◆ **SELECTED TEXT**
Incident
Date | Jul 14, 1967 |
Department | Buffalo Police Department |
Address | Buffalo, NY |
Incident Description
On 14 July 1967, Black anarchist of Puerto Rican descent, Martin Sostre, was arrested at his Afro-Asian Bookstore in Buffalo, New York and charged with “sale of narcotics, riot, arson, and assault.”
Sostre, who previously described himself as a “street dude, a hustler” became politically active during a period of incarceration. Upon his release, he got a job as a steelworker and saved up to open a radical bookshop.
The bookstore attracted student radicals as well as neighborhood youth. During the rebellions of 1967, it became a refuge and base. Several weeks after the uprising, police and the FBI raided Sostre’s shop and framed him with a $15 bag of heroin using an informant.
Sostre faced an exorbitant bail and languished in jail for eight months before being forced to represent himself when a judge suddenly rushed the case to trial. There, he challenged potential white jurors about their feelings on integration. “I don’t see any black faces" (there were no potential black jurors), he said. “I want to be tried by my peers.” He spoke out against the twin evils of racism and militarism before eventually being handcuffed and gagged a year before it happened to Bobby Seale in Chicago. Sostre tried to hand his legal appeal to the judge on his way out of the courtroom, raised his fist, and told the audience to “keep resisting.”

◆ **WRITTEN INSTRUCTION A**
Set down, word for word, the stretch of the account of Martin Sostre's arrest from "Sostre, who previously" through "a radical bookshop.".

◆ **RECORDED DATA**

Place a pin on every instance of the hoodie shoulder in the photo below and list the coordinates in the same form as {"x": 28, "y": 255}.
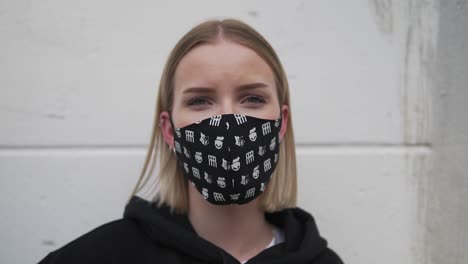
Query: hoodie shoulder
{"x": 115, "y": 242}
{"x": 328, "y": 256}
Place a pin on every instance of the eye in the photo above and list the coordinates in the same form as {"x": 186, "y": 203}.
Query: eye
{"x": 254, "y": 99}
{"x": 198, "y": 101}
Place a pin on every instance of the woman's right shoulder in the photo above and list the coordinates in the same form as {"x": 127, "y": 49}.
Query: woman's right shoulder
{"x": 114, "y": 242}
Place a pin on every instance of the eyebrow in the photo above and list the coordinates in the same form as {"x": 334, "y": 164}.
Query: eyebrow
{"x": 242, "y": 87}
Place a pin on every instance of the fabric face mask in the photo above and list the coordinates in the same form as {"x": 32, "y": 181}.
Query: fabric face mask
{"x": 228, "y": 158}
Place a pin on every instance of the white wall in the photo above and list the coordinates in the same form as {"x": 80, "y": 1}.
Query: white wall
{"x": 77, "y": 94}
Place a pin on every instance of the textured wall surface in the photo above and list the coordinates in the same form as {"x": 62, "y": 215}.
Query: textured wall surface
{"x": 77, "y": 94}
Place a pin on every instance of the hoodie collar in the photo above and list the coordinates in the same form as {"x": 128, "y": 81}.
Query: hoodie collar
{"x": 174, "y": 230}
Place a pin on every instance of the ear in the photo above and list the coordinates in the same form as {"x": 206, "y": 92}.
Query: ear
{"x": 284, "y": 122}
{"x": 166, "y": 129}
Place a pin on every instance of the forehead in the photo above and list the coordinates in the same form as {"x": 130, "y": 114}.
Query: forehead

◆ **WRITTEN INSTRUCTION B**
Extract the stretch of the entries from the line containing "Place a pin on every instance of the textured" through the final line of the entries, reproducing each line verbatim.

◆ **WORKED ANSWER A**
Sostre, who previously described himself as a “street dude, a hustler” became politically active during a period of incarceration. Upon his release, he got a job as a steelworker and saved up to open a radical bookshop.

◆ **WORKED ANSWER B**
Place a pin on every instance of the textured wall surface in the photo above and list the coordinates in the same form as {"x": 62, "y": 215}.
Query: textured wall surface
{"x": 77, "y": 94}
Place a pin on every instance of the hoodie collar in the photo above and list the coordinates in the same form as {"x": 128, "y": 81}.
Query: hoodie collar
{"x": 174, "y": 230}
Place a pin on every instance of the ear in the photo above and list the coordinates in the same form as {"x": 206, "y": 92}.
Query: ear
{"x": 284, "y": 122}
{"x": 166, "y": 129}
Place a pin on every instance of the forehead in the photo above and list the coordinates in the same form as {"x": 130, "y": 114}.
Query: forehead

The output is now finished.